### WHAT TO DO
1) Turn the paragraph of the cobia fishing thread that begins "Little more about myself" into a short bulleted list that keeps its main facts.
2) Answer these questions about the cobia fishing thread, one line each:
(a) How long will the poster be in P-cola?
(b) What boat does the poster run in Va Beach?
(c) About how many hours did the poster log cobia fishing last year?
3) Reproduce word for word the stretch of the cobia fishing thread from "I am coming" through "need a hand!".

======== EXTRACT TO READ

# I can spot cobia AND pay for gas!



## Waldo68 (Mar 24, 2014)

Hey guys,

I am coming to P-cola for all of April - have a serious addiction to cobia if you have room on your boat. I am experienced at sight fishing for them in Virginia Beach. Will pay my share of gas and bait and will help clean the boat (as a boat owner, I can't stand the guy that runs the moment he gets to the dock). I am a pretty decent spotter. Please let me know if you need a hand!

240-462-2311
Waldo


----------



## Waldo68 (Mar 24, 2014)

Little more about myself in the hopes of proving I am not a yahoo and getting some interest - AD Navy for about 12 years, coming there for a month long school. Don't drink while I am fishing - all business! Run a 21 foot parker up here in Va Beach. Logged about 200 hours last year cobia fishing. Hope somebody has room for me!

================
======== DATASET

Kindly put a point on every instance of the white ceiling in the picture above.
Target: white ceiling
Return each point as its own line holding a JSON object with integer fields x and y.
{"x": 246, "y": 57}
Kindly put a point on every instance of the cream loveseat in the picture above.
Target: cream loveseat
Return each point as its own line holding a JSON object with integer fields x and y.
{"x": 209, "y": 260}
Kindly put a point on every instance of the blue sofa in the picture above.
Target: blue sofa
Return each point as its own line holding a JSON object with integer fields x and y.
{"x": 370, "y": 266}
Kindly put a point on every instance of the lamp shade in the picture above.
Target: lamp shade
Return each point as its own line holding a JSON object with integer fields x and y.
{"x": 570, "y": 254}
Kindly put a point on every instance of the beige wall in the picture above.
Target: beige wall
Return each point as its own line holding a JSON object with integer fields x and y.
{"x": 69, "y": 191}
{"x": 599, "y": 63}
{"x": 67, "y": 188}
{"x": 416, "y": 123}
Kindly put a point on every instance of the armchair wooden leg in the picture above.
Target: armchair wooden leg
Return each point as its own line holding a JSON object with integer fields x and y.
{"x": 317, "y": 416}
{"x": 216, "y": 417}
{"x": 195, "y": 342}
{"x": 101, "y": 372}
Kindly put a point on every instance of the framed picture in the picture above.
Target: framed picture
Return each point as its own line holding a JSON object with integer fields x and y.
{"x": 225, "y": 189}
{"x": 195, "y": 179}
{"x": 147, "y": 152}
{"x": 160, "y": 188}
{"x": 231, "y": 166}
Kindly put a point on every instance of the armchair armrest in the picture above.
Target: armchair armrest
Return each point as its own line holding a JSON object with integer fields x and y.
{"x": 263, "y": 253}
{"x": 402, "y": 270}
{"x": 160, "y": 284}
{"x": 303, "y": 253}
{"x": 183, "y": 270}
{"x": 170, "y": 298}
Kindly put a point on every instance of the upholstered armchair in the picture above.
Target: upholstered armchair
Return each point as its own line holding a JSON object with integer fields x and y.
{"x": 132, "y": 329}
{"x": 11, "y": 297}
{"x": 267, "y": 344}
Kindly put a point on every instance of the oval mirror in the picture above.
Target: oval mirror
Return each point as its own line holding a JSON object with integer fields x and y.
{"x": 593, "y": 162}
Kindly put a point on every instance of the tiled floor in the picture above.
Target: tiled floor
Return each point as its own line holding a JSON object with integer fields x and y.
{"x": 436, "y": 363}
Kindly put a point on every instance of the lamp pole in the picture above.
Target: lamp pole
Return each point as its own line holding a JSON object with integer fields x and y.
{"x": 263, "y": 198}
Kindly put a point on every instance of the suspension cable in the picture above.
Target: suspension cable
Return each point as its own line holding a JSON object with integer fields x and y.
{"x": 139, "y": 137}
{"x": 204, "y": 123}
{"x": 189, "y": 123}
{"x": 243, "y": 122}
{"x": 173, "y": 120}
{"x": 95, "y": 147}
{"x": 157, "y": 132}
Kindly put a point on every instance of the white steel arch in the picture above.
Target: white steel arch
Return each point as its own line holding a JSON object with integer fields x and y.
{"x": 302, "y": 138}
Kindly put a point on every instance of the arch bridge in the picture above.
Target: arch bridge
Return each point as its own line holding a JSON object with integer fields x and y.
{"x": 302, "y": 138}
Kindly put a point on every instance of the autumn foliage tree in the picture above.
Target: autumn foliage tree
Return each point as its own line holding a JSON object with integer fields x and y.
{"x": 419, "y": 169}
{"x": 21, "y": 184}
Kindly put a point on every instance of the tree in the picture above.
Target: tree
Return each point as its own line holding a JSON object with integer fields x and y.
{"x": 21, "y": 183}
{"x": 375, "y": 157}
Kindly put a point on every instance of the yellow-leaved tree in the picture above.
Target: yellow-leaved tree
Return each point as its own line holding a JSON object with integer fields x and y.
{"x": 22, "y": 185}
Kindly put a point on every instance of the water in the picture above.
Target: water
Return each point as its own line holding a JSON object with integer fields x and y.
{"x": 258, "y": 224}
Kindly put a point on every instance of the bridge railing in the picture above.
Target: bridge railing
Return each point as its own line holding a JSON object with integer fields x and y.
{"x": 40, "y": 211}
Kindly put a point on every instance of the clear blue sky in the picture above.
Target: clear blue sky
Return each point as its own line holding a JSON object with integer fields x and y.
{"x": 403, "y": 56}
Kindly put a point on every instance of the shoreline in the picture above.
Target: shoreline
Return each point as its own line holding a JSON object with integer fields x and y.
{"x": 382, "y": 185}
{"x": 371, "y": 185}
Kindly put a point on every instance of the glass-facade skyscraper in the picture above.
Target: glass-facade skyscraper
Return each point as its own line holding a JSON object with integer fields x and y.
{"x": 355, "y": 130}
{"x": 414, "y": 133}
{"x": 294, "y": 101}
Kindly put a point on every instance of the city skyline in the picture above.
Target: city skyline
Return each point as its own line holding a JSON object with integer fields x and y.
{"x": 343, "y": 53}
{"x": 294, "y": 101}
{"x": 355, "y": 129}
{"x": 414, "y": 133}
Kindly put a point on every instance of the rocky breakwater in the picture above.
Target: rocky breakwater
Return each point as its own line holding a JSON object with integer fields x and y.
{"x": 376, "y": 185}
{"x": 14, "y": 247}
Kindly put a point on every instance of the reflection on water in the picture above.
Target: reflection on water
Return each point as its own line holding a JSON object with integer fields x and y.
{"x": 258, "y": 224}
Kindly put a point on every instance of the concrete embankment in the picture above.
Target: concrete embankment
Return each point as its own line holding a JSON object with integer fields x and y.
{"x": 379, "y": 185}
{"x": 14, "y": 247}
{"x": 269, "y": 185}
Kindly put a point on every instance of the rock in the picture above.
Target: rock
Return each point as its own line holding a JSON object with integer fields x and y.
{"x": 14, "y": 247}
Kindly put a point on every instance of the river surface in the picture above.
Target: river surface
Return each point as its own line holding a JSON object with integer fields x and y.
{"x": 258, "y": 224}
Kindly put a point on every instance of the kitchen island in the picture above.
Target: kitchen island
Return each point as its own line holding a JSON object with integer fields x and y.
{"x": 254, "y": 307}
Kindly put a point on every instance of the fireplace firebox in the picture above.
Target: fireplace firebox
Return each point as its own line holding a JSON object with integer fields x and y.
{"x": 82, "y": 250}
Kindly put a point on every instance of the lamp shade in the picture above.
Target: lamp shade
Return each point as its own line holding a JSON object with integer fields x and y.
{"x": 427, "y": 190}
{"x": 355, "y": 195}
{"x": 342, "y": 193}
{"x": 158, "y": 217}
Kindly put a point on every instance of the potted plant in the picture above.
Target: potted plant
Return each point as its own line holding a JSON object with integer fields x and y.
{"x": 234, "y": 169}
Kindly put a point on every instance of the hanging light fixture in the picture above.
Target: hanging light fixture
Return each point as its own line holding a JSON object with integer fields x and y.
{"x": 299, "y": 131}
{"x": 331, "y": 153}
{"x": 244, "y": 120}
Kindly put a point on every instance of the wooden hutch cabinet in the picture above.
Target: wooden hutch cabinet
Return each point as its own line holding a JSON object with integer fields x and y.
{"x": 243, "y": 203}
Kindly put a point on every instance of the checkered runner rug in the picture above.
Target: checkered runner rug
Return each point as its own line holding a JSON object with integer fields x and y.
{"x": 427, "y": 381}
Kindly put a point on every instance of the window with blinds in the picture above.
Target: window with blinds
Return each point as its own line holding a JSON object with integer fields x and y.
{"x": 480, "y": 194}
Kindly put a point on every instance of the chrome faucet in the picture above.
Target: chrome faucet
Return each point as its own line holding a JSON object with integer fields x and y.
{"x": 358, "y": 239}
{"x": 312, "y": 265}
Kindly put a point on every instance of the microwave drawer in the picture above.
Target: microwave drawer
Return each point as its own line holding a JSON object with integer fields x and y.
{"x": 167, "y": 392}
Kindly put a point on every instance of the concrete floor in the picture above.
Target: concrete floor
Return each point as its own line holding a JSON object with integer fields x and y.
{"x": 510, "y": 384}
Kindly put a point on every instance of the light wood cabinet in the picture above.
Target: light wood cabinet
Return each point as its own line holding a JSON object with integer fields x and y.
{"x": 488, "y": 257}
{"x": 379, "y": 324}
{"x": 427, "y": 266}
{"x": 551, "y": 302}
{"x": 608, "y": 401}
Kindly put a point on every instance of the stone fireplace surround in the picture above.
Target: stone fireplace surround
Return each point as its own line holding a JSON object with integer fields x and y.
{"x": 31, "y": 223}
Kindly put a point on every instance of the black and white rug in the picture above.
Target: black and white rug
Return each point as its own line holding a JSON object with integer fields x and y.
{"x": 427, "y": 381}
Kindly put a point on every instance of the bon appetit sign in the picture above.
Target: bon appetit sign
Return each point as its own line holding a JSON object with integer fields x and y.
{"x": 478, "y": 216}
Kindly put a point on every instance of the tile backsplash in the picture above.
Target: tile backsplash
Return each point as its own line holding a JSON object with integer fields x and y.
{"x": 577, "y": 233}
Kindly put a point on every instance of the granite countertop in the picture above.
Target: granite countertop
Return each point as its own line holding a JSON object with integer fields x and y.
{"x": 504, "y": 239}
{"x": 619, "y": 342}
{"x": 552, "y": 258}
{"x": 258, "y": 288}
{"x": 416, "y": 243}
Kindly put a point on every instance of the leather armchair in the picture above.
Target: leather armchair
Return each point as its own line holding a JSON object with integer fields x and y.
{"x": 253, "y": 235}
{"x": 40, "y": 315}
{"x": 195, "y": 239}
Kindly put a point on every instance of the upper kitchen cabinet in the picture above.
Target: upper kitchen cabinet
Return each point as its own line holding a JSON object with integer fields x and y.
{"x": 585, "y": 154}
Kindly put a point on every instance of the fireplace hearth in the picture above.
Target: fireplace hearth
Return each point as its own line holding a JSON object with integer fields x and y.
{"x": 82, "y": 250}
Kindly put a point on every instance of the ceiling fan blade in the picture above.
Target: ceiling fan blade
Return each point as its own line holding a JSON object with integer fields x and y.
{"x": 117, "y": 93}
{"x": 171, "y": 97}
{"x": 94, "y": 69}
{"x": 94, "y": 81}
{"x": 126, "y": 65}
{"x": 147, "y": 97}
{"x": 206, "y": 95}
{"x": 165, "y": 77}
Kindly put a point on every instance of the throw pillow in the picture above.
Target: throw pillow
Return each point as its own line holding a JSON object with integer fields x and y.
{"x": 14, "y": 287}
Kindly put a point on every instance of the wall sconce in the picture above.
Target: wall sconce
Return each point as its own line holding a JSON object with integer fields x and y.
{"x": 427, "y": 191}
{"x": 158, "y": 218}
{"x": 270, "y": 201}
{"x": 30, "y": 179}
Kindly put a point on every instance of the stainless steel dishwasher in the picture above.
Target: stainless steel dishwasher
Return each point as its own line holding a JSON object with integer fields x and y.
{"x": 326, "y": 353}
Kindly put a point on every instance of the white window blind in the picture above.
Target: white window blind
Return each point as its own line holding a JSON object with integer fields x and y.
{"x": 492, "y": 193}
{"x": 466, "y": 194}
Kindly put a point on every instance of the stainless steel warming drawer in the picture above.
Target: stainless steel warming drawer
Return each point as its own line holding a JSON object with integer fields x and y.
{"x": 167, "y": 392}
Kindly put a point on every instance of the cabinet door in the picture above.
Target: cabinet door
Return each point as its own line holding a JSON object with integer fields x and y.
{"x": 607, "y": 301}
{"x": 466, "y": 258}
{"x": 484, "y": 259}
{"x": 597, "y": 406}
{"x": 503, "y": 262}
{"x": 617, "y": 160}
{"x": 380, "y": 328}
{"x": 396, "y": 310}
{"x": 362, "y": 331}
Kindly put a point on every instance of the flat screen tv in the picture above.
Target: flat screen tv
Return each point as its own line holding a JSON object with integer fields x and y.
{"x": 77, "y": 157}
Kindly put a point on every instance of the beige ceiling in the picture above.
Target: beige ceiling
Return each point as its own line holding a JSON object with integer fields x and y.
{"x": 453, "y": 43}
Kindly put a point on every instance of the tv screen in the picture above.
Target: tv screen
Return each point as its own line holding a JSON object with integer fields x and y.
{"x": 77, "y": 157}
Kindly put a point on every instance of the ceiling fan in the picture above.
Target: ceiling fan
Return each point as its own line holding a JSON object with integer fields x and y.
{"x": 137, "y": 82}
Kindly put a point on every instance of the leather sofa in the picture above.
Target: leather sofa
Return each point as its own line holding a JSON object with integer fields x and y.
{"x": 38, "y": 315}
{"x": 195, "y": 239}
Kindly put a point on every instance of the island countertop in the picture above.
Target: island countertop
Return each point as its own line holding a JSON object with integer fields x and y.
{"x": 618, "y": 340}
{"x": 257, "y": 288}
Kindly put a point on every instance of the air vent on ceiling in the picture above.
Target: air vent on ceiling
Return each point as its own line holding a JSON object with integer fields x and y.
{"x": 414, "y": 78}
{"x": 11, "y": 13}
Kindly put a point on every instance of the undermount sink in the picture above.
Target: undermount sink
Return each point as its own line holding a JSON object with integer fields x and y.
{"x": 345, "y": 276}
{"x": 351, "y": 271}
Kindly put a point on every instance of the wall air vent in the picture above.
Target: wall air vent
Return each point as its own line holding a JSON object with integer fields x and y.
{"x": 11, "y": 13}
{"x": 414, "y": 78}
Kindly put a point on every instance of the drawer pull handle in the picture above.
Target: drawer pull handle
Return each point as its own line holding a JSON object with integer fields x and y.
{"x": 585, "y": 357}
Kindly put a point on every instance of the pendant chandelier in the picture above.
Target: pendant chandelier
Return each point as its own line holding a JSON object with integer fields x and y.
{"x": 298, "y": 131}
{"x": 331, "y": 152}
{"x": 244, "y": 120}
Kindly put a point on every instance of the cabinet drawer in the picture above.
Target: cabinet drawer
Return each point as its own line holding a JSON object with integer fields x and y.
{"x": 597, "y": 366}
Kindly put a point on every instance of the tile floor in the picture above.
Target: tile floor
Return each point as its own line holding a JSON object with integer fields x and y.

================

### ANSWER LIST
1)
- Shares more background to show the poster is not a yahoo and to draw some interest
- Active-duty Navy for about 12 years, coming for a month-long school
- Doesn't drink while fishing: all business
- Runs a 21-foot Parker in Va Beach
- Logged about 200 hours of cobia fishing last year
- Hopes somebody has room

2)
(a) All of April.
(b) A 21-foot Parker.
(c) About 200 hours.

3)
I am coming to P-cola for all of April - have a serious addiction to cobia if you have room on your boat. I am experienced at sight fishing for them in Virginia Beach. Will pay my share of gas and bait and will help clean the boat (as a boat owner, I can't stand the guy that runs the moment he gets to the dock). I am a pretty decent spotter. Please let me know if you need a hand!